### TO DO
Reproduce the stretch from the line containing "the white fan" through the line containing "pixel 408 339", switching "neighbouring building" to "adjacent building" and leaving the rest untouched.

### RECORDS SHOWN
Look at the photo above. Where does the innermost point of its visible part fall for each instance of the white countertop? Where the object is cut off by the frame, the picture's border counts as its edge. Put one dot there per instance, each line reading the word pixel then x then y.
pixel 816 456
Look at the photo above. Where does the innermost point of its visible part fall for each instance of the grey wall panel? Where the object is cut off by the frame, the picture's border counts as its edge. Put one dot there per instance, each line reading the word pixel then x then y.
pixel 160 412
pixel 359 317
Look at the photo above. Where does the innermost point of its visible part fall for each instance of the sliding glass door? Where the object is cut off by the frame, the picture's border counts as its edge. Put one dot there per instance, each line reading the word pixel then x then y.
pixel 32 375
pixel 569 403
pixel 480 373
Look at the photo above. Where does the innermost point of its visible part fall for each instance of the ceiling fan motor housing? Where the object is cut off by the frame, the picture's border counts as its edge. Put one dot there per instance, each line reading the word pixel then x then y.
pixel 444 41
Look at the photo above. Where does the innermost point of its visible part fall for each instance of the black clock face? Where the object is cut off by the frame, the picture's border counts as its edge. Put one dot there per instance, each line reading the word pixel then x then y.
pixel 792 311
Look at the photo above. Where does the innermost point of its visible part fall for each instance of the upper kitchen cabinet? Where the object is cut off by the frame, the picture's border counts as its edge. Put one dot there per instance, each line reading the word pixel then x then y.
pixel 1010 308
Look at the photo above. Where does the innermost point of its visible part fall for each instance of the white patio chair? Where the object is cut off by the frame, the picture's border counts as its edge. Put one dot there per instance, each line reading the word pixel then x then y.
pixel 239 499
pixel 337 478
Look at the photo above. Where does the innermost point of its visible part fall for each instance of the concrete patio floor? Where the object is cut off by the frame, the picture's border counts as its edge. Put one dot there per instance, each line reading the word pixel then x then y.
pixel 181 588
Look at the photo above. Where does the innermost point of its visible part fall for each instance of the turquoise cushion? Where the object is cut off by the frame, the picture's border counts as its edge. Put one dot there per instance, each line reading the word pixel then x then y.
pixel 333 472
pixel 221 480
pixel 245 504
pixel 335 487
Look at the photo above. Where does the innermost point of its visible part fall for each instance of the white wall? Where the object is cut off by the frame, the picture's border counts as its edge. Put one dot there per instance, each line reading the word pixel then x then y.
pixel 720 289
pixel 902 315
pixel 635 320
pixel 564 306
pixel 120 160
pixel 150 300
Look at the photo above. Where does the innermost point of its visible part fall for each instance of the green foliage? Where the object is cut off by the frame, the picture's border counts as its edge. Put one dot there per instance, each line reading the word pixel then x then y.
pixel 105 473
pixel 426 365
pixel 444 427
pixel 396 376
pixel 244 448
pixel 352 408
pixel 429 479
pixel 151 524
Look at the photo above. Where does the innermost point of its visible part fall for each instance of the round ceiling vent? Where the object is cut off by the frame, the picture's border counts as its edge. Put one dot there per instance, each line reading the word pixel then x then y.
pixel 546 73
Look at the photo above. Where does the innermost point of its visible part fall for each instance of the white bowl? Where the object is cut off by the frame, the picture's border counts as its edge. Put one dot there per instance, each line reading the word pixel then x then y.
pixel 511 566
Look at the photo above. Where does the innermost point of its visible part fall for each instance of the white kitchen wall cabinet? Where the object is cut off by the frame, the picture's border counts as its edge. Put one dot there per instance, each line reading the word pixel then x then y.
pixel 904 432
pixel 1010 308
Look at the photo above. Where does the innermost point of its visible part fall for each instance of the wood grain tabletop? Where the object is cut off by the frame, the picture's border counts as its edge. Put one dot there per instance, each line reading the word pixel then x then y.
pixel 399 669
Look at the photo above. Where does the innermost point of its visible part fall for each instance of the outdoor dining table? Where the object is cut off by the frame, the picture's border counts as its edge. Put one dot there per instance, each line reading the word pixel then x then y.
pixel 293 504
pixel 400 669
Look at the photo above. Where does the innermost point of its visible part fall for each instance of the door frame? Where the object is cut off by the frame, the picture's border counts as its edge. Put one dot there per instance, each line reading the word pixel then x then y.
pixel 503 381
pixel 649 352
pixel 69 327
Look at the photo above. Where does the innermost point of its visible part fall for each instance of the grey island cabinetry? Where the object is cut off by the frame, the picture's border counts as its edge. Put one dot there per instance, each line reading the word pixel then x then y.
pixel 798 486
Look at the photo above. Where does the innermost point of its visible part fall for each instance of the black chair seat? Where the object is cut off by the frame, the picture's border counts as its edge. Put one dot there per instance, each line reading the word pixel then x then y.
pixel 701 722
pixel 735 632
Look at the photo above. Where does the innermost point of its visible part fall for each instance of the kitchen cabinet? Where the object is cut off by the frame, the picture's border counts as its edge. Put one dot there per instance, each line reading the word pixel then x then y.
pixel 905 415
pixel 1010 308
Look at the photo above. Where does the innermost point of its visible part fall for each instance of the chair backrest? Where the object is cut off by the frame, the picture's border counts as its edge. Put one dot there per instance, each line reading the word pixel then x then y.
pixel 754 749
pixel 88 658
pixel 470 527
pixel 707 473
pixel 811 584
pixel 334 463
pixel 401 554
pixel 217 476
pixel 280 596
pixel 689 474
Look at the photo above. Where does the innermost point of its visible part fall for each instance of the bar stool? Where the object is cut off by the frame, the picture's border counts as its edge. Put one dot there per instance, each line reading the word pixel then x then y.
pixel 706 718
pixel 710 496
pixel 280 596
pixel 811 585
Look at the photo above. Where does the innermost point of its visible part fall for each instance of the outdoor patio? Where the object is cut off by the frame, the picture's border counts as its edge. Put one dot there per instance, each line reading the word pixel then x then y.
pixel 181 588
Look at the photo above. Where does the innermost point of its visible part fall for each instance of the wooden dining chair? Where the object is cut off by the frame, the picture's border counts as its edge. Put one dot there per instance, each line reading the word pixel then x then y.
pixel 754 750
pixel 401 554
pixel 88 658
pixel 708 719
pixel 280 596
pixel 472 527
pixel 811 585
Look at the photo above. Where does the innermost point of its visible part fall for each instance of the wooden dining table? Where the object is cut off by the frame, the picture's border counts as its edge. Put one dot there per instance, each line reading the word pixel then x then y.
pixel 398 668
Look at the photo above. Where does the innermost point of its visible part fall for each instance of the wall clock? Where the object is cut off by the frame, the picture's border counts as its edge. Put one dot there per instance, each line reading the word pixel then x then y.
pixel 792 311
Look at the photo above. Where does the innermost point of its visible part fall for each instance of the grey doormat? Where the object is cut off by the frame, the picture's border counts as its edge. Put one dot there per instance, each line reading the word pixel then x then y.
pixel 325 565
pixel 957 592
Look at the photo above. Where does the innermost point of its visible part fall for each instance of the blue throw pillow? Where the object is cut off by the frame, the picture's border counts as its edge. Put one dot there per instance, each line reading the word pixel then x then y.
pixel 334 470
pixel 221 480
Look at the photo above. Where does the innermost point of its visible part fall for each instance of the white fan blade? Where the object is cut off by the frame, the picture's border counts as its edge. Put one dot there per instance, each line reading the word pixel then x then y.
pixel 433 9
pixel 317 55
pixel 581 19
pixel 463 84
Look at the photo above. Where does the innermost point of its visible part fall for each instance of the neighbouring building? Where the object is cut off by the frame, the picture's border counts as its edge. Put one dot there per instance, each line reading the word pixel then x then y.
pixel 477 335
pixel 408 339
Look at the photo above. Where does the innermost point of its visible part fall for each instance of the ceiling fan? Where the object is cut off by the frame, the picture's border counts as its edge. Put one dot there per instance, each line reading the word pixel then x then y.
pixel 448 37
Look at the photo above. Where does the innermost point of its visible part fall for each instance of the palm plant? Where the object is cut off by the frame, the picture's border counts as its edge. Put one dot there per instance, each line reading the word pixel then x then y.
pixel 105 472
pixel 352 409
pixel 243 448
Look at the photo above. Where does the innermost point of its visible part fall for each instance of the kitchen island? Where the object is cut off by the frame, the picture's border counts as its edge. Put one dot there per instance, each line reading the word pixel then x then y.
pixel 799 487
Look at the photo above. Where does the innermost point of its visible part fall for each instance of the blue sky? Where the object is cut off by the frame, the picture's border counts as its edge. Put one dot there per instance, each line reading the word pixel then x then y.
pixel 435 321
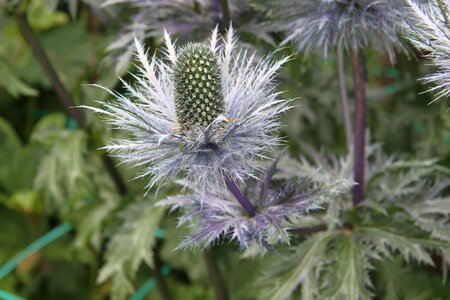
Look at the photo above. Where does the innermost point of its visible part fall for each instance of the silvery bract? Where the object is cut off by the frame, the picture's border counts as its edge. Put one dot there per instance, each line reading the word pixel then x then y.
pixel 281 201
pixel 206 111
pixel 322 24
pixel 429 30
pixel 190 20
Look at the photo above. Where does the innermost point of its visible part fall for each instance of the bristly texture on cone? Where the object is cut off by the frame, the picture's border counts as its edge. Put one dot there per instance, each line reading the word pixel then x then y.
pixel 198 89
pixel 203 112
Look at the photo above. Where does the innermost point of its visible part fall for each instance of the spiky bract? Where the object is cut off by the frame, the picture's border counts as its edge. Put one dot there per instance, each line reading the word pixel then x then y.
pixel 190 20
pixel 281 202
pixel 322 25
pixel 232 143
pixel 429 30
pixel 405 213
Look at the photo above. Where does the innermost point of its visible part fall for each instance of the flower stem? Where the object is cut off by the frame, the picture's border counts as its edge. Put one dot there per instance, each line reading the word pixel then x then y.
pixel 344 97
pixel 63 95
pixel 245 203
pixel 214 272
pixel 360 124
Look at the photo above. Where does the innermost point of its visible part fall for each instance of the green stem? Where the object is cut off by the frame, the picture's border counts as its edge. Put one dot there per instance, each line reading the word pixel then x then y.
pixel 33 247
pixel 344 97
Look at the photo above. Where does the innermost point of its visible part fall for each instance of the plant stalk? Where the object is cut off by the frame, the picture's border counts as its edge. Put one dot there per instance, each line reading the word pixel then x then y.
pixel 245 203
pixel 63 95
pixel 344 97
pixel 359 82
pixel 226 18
pixel 214 272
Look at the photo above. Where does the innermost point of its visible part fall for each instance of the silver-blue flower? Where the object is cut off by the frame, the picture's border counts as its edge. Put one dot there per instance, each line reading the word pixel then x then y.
pixel 205 111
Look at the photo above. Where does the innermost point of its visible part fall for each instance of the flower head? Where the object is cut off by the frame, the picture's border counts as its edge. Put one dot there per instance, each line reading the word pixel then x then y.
pixel 191 20
pixel 206 111
pixel 324 24
pixel 429 30
pixel 280 202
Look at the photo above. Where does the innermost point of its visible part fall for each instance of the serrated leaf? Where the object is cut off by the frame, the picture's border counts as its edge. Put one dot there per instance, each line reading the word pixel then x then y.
pixel 131 244
pixel 348 278
pixel 13 84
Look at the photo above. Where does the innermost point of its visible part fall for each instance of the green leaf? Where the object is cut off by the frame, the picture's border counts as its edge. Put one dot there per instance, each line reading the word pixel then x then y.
pixel 42 17
pixel 63 177
pixel 131 245
pixel 348 277
pixel 287 274
pixel 12 83
pixel 387 242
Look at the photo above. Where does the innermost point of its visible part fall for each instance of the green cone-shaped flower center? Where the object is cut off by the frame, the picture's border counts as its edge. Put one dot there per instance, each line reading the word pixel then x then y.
pixel 198 89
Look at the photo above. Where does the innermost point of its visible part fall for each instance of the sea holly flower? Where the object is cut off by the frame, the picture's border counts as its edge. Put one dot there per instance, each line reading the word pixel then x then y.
pixel 323 24
pixel 281 200
pixel 207 111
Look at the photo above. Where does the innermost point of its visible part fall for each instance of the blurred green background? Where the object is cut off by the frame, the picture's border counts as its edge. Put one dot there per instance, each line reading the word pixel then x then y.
pixel 52 172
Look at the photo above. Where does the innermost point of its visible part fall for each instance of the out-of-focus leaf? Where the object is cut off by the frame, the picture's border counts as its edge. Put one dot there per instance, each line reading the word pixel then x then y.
pixel 131 245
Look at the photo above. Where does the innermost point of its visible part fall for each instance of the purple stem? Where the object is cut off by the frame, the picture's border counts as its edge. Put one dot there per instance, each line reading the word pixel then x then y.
pixel 234 189
pixel 360 125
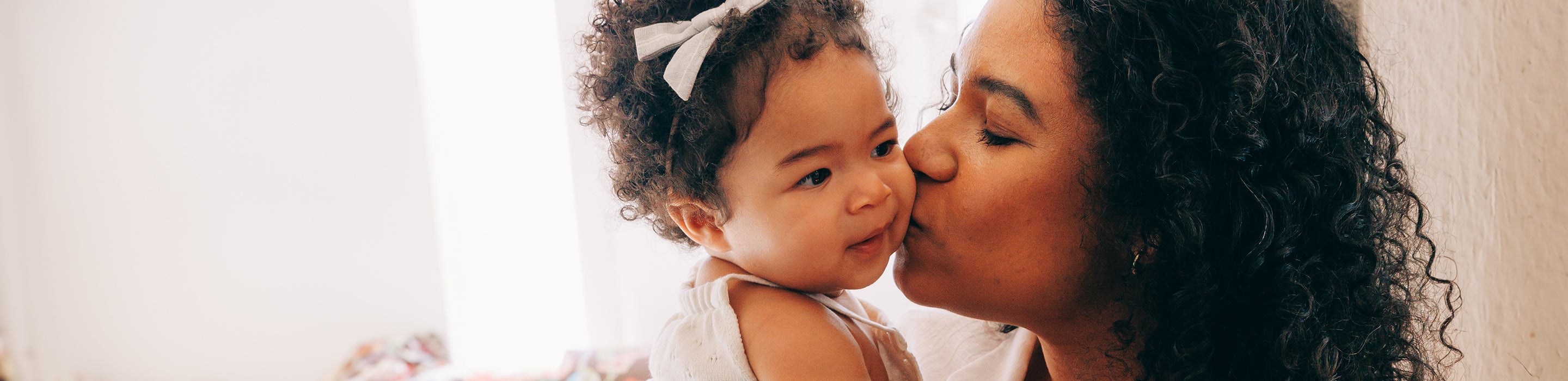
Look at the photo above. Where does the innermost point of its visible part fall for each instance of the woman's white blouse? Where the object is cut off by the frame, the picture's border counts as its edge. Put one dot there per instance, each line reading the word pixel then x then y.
pixel 959 348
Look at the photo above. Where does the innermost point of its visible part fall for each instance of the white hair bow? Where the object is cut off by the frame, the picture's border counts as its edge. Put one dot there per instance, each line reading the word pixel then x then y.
pixel 694 38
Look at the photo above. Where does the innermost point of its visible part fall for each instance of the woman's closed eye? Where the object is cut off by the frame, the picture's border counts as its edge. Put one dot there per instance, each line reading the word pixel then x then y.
pixel 885 148
pixel 814 177
pixel 990 138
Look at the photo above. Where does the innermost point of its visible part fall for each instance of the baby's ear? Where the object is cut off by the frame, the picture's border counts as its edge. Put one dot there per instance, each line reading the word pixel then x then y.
pixel 700 223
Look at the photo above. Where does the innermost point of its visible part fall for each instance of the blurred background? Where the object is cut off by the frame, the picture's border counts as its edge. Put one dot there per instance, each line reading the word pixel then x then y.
pixel 280 190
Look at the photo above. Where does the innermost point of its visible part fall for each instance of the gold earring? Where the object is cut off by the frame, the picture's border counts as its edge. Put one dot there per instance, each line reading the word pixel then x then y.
pixel 1136 256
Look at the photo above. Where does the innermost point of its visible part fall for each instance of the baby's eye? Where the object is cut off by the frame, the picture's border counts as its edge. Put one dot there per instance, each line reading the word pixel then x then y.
pixel 883 150
pixel 816 177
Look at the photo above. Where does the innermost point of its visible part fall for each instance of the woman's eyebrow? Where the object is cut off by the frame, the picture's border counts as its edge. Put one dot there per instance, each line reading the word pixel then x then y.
pixel 1007 90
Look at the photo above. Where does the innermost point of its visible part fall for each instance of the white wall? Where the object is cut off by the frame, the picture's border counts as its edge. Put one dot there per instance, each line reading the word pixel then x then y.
pixel 1478 87
pixel 214 190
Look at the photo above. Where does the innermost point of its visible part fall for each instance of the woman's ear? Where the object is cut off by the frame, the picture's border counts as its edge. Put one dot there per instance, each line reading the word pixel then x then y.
pixel 700 223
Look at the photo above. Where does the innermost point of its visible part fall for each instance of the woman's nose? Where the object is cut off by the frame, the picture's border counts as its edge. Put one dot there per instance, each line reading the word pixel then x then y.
pixel 930 154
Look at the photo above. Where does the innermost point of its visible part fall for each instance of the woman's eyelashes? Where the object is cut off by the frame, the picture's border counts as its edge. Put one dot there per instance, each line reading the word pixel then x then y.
pixel 814 177
pixel 990 138
pixel 885 148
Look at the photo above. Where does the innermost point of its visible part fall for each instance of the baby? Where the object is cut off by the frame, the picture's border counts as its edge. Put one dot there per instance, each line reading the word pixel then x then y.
pixel 761 132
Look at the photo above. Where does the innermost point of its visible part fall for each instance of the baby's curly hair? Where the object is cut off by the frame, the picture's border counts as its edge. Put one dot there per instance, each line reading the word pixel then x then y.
pixel 667 150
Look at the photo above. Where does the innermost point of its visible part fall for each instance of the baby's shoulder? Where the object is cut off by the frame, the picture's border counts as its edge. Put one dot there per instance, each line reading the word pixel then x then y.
pixel 791 336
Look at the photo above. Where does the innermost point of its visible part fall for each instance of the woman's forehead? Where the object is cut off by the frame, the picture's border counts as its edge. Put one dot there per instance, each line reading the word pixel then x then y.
pixel 1013 41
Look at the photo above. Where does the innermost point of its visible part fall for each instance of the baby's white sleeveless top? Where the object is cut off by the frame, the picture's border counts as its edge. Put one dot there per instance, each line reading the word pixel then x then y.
pixel 703 342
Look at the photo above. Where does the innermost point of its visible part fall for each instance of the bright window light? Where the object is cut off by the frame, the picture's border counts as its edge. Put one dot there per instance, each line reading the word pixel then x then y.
pixel 494 102
pixel 968 10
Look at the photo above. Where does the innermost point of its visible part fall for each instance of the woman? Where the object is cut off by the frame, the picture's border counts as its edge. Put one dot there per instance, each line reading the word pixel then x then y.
pixel 1169 190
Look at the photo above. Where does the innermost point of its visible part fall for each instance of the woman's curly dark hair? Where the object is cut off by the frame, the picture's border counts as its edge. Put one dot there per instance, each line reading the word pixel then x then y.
pixel 1246 145
pixel 665 148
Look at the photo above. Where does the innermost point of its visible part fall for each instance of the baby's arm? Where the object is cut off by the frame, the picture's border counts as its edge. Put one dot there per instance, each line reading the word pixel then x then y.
pixel 789 336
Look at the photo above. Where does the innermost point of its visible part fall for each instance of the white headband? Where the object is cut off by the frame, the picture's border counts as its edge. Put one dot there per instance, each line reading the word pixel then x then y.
pixel 694 36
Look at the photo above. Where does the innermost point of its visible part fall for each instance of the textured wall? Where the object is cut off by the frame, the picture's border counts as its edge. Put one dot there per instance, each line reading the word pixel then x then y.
pixel 1478 87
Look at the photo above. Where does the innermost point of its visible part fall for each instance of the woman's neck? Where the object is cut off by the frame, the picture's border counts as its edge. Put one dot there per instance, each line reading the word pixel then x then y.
pixel 1087 347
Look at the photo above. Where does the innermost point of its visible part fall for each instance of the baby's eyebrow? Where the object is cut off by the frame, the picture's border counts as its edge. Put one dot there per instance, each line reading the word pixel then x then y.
pixel 891 123
pixel 804 154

### FINISHED ANSWER
Look at the photo above. Where does the innermost point of its visible part fall for each instance of the white fan blade? Where the object is cut off by the frame, the picture's border counts as its edge. Put one dot there per instance, each line reading the word pixel then x then y.
pixel 433 9
pixel 317 55
pixel 581 19
pixel 463 84
Look at the photo above. Where does the innermost point of its visible part fall for each instance of the adjacent building? Where the object is cut off by the frame, the picture's border counts as its edge. Put one dot there per instance, each line reading the word pixel then x then y.
pixel 477 335
pixel 408 339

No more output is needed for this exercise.